TEXTO PROPORCIONADO
▽

No es difícil adivinar cuál fue el motor de este proyecto de Ibáñez Serrador. La residencia es un título muy ilustrativo para comprender cómo la personalidad de un director condiciona los proyectos que le ofrecen. Sin duda, la herencia de Historias para no dormir resuena en todas las decisiones de la película. Con los mismos elementos, este pudo ser un episodio de dicha teleserie, y sin embargo, hablamos de una de las mejores películas de género fantástico rodadas en nuestro país.
Como todas las buenas narraciones de terror, La residencia es una experiencia sensorial. Chicho hace fácil lo difícil: buena elección de los valores de plano, encuadres elegantes, movimientos de cámara fluidos… Pero quizá lo más importante no sea la sintaxis de la película, sino su constancia a la hora de agradar al público en todos sus apartados.

△

[Filas de datos para señalar objetos]
▽

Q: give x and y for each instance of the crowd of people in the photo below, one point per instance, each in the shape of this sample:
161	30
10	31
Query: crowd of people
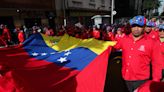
141	42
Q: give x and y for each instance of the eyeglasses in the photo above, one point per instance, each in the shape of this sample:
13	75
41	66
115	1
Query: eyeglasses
161	30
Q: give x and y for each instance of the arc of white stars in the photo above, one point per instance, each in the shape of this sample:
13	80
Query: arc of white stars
62	59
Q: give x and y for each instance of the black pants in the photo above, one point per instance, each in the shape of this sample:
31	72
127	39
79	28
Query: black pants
132	85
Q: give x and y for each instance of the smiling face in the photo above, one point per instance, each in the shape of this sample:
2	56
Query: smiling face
137	31
148	29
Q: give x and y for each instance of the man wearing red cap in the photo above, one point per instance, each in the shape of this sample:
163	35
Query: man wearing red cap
137	53
149	30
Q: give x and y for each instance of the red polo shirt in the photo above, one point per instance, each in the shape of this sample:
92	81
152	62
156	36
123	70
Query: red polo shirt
153	35
136	57
162	51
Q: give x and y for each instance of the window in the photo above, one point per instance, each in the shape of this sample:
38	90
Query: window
77	4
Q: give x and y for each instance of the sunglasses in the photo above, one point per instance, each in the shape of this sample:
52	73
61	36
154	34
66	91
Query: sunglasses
161	30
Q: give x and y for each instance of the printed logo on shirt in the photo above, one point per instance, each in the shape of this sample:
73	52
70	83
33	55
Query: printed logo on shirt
142	48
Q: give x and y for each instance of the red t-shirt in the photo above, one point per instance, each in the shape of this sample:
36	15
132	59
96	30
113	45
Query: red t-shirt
137	56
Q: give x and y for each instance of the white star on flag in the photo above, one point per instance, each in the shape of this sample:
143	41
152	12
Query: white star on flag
43	54
62	59
35	54
68	53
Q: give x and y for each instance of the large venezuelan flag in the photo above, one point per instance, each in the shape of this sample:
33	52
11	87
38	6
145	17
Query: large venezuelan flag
58	64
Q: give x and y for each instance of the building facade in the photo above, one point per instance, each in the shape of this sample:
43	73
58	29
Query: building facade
51	12
82	10
15	13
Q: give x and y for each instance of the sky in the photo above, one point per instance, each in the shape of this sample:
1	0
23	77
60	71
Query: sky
160	9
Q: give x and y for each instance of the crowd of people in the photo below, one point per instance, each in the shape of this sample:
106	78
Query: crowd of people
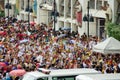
30	46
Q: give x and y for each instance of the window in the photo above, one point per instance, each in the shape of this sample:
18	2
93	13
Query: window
43	78
96	4
64	78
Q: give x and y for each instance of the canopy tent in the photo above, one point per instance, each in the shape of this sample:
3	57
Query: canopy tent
109	46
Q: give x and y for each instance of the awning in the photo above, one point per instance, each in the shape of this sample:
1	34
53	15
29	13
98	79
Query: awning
98	13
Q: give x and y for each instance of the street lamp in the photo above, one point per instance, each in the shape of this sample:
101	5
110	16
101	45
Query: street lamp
88	18
54	13
8	6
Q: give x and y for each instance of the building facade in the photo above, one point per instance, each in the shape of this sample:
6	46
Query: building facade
71	13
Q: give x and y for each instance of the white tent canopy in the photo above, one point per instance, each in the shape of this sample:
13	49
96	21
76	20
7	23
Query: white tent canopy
109	46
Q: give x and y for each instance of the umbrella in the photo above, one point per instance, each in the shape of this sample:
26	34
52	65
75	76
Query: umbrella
32	23
2	64
17	72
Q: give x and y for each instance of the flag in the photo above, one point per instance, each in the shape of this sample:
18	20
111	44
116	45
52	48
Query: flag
17	6
35	7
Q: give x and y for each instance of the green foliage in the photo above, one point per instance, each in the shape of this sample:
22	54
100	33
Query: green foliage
113	30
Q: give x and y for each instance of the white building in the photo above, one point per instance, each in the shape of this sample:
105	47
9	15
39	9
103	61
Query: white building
67	13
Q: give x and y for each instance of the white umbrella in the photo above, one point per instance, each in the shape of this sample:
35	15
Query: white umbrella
110	45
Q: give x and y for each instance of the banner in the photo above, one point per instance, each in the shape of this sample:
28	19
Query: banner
35	7
17	6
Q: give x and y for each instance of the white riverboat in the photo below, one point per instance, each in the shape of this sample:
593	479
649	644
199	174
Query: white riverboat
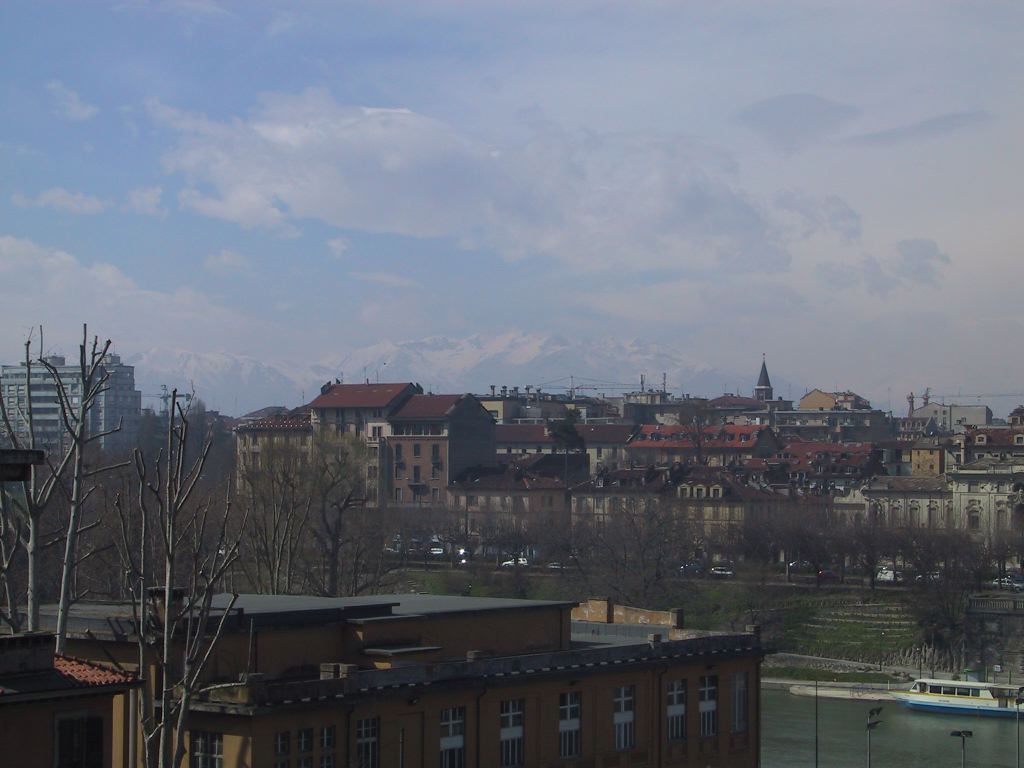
960	697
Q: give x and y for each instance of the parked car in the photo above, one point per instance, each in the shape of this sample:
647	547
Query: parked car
1006	583
692	567
888	576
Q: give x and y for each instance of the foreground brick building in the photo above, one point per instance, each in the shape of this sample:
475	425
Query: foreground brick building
426	680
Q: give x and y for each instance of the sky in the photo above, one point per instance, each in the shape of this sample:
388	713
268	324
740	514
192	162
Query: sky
834	184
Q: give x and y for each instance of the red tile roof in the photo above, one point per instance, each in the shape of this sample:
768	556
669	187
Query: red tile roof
361	395
86	674
531	433
653	436
283	425
428	407
734	400
537	434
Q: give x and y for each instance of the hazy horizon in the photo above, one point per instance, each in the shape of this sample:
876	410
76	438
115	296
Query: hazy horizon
830	184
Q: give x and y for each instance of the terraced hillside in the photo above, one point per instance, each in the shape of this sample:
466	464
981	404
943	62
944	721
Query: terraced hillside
848	629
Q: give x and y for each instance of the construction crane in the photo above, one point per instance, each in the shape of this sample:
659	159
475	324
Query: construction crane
595	385
165	397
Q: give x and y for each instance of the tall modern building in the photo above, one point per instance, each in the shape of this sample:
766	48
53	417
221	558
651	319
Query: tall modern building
120	402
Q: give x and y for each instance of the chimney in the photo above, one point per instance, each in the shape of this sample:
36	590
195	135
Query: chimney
157	602
337	670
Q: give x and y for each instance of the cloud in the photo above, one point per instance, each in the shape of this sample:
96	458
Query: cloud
915	263
337	246
813	214
67	103
49	286
796	121
932	128
594	201
145	200
58	199
282	23
226	260
920	260
385	279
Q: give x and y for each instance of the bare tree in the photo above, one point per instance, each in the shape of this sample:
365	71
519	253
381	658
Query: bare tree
178	627
23	513
75	413
278	498
633	553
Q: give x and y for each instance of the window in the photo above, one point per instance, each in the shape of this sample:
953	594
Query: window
739	706
675	708
511	732
623	717
453	744
709	706
282	742
367	753
327	737
80	741
207	750
568	724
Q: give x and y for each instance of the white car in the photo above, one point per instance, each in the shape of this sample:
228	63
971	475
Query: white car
888	576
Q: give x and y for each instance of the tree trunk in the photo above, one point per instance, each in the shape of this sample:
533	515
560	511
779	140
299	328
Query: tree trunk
71	542
32	551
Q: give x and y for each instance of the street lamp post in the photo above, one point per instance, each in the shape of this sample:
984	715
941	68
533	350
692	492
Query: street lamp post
964	736
871	725
1017	705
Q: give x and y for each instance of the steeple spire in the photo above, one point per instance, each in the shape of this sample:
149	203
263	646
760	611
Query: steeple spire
763	390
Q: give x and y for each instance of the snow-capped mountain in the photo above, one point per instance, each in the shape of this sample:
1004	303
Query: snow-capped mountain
237	384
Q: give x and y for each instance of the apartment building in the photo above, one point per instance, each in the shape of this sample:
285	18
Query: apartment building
59	711
116	410
432	439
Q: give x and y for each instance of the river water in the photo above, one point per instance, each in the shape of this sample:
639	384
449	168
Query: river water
905	739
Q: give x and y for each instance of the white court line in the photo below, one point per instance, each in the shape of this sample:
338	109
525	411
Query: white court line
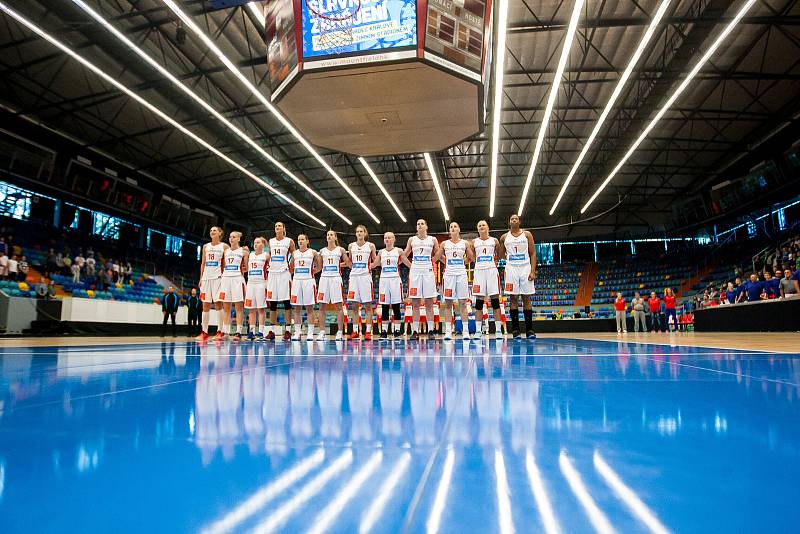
435	517
505	519
335	507
281	514
628	496
540	495
265	494
376	508
596	516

△

OBJETIVO A
Reproduce el pasaje del texto sobre la película La residencia, todo lo que va desde "Como todas las" hasta "todos sus apartados.", y cambia "experiencia sensorial" por "vivencia sensorial".
OBJETIVO B
Extrae de los registros cada línea en la que aparezca la cadena "large".

SOLUCIÓN ESCRITA A
Como todas las buenas narraciones de terror, La residencia es una vivencia sensorial. Chicho hace fácil lo difícil: buena elección de los valores de plano, encuadres elegantes, movimientos de cámara fluidos… Pero quizá lo más importante no sea la sintaxis de la película, sino su constancia a la hora de agradar al público en todos sus apartados.

SOLUCIÓN ESCRITA B
Q: give x and y for each instance of the large venezuelan flag in the photo above, one point per instance, each in the shape of this sample:
Query: large venezuelan flag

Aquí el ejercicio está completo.